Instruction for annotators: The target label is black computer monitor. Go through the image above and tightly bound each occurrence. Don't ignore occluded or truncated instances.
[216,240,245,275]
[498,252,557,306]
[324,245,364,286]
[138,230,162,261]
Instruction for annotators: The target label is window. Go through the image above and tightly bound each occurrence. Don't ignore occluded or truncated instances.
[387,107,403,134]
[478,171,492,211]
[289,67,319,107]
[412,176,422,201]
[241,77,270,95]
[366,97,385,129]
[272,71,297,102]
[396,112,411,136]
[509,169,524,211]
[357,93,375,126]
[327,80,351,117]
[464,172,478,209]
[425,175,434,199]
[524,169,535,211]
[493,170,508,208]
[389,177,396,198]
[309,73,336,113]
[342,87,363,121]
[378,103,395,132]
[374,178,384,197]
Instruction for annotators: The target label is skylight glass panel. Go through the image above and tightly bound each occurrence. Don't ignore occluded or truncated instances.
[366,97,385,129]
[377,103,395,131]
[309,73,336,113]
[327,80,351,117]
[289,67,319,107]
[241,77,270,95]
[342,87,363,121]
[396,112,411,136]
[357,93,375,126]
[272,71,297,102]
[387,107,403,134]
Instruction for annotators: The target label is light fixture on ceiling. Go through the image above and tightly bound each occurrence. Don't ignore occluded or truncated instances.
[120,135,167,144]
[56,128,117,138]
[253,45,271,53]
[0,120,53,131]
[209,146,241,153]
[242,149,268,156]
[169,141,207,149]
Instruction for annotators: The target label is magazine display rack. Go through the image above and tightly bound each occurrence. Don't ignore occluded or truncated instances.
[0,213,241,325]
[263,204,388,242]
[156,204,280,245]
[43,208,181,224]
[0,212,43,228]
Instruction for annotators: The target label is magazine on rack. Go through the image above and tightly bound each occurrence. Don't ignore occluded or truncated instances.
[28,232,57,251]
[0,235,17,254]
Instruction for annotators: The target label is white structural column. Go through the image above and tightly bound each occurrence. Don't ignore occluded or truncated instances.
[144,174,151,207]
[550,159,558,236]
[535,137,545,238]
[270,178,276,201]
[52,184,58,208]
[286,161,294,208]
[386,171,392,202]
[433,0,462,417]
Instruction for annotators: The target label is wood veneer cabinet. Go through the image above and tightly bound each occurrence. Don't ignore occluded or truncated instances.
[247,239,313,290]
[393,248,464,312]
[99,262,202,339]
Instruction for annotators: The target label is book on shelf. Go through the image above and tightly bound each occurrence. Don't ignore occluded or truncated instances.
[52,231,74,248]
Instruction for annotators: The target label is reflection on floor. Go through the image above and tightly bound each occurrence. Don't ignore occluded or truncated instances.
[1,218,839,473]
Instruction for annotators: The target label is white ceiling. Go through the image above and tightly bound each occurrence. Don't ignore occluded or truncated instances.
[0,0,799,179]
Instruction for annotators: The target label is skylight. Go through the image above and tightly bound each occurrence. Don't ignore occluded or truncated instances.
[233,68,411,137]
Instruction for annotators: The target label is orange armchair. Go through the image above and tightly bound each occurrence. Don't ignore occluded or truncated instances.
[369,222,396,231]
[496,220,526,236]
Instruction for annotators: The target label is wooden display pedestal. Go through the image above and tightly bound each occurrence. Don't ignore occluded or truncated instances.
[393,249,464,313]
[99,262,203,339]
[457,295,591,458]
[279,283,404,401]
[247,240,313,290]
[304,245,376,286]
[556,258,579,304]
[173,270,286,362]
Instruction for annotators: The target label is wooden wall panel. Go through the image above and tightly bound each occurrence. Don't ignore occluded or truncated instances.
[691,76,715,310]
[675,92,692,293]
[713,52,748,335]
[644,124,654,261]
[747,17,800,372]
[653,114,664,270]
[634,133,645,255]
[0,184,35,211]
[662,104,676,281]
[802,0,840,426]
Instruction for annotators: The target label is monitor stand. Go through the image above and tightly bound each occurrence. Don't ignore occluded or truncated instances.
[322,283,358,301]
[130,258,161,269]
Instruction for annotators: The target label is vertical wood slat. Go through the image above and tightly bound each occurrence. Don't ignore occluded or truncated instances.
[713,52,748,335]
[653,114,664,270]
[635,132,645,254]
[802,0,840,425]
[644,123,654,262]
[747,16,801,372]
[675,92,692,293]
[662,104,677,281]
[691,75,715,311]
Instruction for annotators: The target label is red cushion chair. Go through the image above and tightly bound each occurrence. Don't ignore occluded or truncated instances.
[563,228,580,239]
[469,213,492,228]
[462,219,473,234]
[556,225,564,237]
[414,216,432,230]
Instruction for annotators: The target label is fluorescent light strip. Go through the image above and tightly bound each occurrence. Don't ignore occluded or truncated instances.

----

### EXERCISE DETAILS
Your task is to print all of the records exactly.

### ANSWER FOR THIS EXERCISE
Instruction for annotators: The target label is black computer monitor. Go through the image above and tightly bound each occurrence. Don't ignore occluded or truncated instances.
[216,240,245,275]
[498,252,557,306]
[324,245,364,286]
[138,230,162,261]
Instruction for annotators: The target label is window. Go through the image above and tightly bound each occurrence. Don't ignore occluded or truncated instances.
[387,107,403,134]
[478,171,492,211]
[289,67,319,107]
[412,176,422,201]
[241,77,270,95]
[366,97,385,129]
[272,71,297,102]
[396,112,411,136]
[509,169,524,211]
[357,93,375,126]
[327,80,351,117]
[464,172,478,209]
[425,175,434,199]
[524,169,535,211]
[493,170,508,208]
[389,177,396,198]
[309,73,336,113]
[342,87,363,121]
[378,103,395,132]
[374,178,384,197]
Instruction for annotators: The target label is skylight glass panel. Go through the image above and tightly bound each occurrence. Don't ignore occluded or truncated instances.
[366,97,385,129]
[377,103,395,131]
[309,73,336,113]
[327,80,351,117]
[289,67,319,107]
[241,77,270,95]
[342,87,363,121]
[396,112,411,136]
[357,93,375,126]
[272,71,297,102]
[387,107,403,134]
Instruction for annotators: The target label is light fixture on ceiling. Go through the image above and tightly bound each occurrence. Don't ignore occluded or truncated instances.
[120,135,167,144]
[56,128,117,138]
[253,45,271,53]
[0,120,53,131]
[209,146,241,153]
[242,149,268,156]
[169,141,207,149]
Instruction for annotators: The target label is magazine display rack. Go through the image above and tightly bound each occurrence. Don't ignore occluded or truncated instances.
[0,213,241,325]
[263,204,388,242]
[156,204,280,245]
[43,208,181,224]
[0,212,43,228]
Instruction for annotators: The target label is magazine on rack. Go through the image above and tightly bound each occurrence. Don't ignore occluded or truncated instances.
[28,232,57,251]
[0,235,17,254]
Instruction for annotators: The target label is white structural column. Go through the image above and tightly bound each occurrence. Don't ignore occluded or truncated instances.
[144,174,151,207]
[550,159,558,236]
[535,137,545,238]
[270,178,276,201]
[52,184,58,208]
[286,161,294,208]
[386,171,392,202]
[433,0,462,417]
Instruction for annotators: The target label is wood veneer cabinet. Go through the image above and tightly bound each occurrence. Don't ignore occluded or truncated instances.
[247,239,313,290]
[393,248,464,312]
[99,262,202,339]
Instruction for annotators: The target label is book on shelf. Go through the image above and tightly bound each occurrence. Don't ignore occluded or truncated instances.
[52,231,74,248]
Instruction for annotators: The target label is reflection on floor. Go through the image above and tightly bound each occurrence. Don't ignore occluded or truncated instances.
[1,218,839,473]
Instruction for annotators: The target label is white ceiling. Go through the image above and tightly bound each occurrence. Don't ignore occluded or truncated instances.
[0,0,799,179]
Instruction for annotators: The target label is skylight. Go through the image above and tightly bound each occurrence. Don't ignore occluded or truncated instances.
[233,68,411,137]
Instruction for annotators: The target label is orange armchair. Go through the image above and tightly bound each occurrence. Don't ignore occluded or truncated instances.
[369,222,396,231]
[496,220,526,236]
Instruction for annotators: The target label is wooden display pedestal. Go through the image above and tightly bound each occurrence. Don't ignore occluded or truncated instances.
[393,249,464,313]
[99,262,203,339]
[457,295,591,458]
[279,283,404,401]
[247,240,313,290]
[304,245,376,286]
[556,258,579,304]
[173,270,286,362]
Instruction for annotators: The target label is wooden wall panel. Go through the image above and tightly bound each occurrence. Don't ignore occluded or truncated instances.
[691,76,715,310]
[675,92,692,293]
[713,52,748,335]
[644,124,654,261]
[747,17,800,372]
[653,114,664,270]
[634,133,645,255]
[0,184,35,211]
[662,104,676,281]
[802,0,840,426]
Instruction for annotators: The target label is monitor stand. Go through the image above and tightly bound each occurrence. Don't ignore occluded or truncated instances.
[322,283,358,301]
[130,258,161,269]
Instruction for annotators: The target label is vertical wood slat. Go through the image above and tightly bound each occurrence. Don't ignore occluded or truncated instances.
[713,52,748,335]
[653,114,664,270]
[635,132,645,254]
[802,0,840,425]
[644,123,654,262]
[747,16,801,372]
[675,92,692,293]
[662,104,677,281]
[691,75,715,311]
Instruction for annotators: The target label is red cushion chair. Go through the image above and tightly bound each occurrence. Don't ignore occluded or truncated instances.
[563,228,580,239]
[469,213,492,228]
[462,219,473,234]
[556,225,564,237]
[414,216,432,230]
Instruction for annotators: The target label is fluorescent light strip. Go through the image above and tightly bound each occurrence. Don't ignore occluded or truncated instances.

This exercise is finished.